**What needs to be done:** For the listing below, give the number of lines in which "horizon" occurs. Add nothing.

**Given data:**
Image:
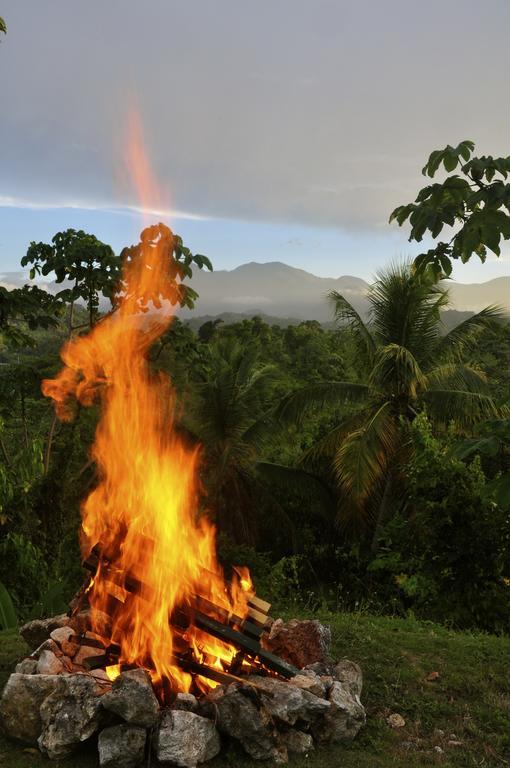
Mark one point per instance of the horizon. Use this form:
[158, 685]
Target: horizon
==
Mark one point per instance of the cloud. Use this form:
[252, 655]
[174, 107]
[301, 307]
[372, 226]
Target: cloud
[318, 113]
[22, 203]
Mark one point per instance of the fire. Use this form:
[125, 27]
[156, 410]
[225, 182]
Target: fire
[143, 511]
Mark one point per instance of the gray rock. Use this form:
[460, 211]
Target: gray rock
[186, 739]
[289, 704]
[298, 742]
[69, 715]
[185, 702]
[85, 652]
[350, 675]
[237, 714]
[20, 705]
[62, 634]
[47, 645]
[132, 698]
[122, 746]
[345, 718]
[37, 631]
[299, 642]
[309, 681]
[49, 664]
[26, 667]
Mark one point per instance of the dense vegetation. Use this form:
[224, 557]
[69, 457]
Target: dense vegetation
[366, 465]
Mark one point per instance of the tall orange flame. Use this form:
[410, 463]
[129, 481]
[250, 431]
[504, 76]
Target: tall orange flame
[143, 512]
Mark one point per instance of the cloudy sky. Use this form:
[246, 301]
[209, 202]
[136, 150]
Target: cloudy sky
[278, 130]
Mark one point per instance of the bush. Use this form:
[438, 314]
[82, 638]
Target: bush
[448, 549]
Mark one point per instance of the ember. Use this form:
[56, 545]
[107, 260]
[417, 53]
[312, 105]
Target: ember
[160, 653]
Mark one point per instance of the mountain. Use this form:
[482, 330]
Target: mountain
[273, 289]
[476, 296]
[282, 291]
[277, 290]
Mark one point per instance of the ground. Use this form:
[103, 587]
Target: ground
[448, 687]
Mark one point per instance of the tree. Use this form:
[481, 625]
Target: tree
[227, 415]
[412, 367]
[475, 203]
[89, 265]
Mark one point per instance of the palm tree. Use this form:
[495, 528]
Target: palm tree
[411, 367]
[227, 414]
==
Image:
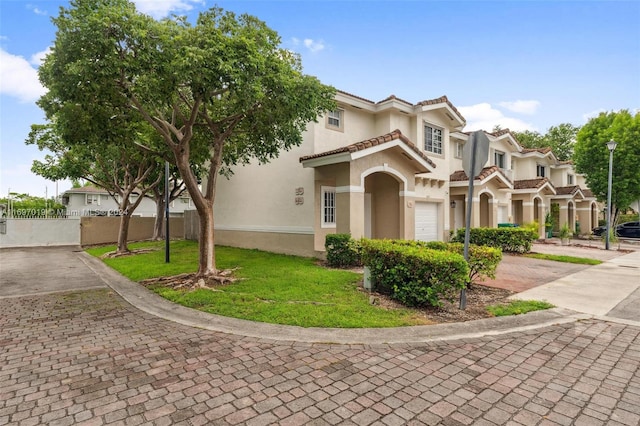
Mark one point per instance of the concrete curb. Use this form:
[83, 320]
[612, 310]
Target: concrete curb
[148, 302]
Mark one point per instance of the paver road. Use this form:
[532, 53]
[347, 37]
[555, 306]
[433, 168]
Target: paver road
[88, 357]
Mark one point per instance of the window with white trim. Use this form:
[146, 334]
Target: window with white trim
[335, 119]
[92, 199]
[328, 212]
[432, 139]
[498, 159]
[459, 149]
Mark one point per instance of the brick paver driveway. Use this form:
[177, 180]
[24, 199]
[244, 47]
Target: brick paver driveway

**Written solution:** 2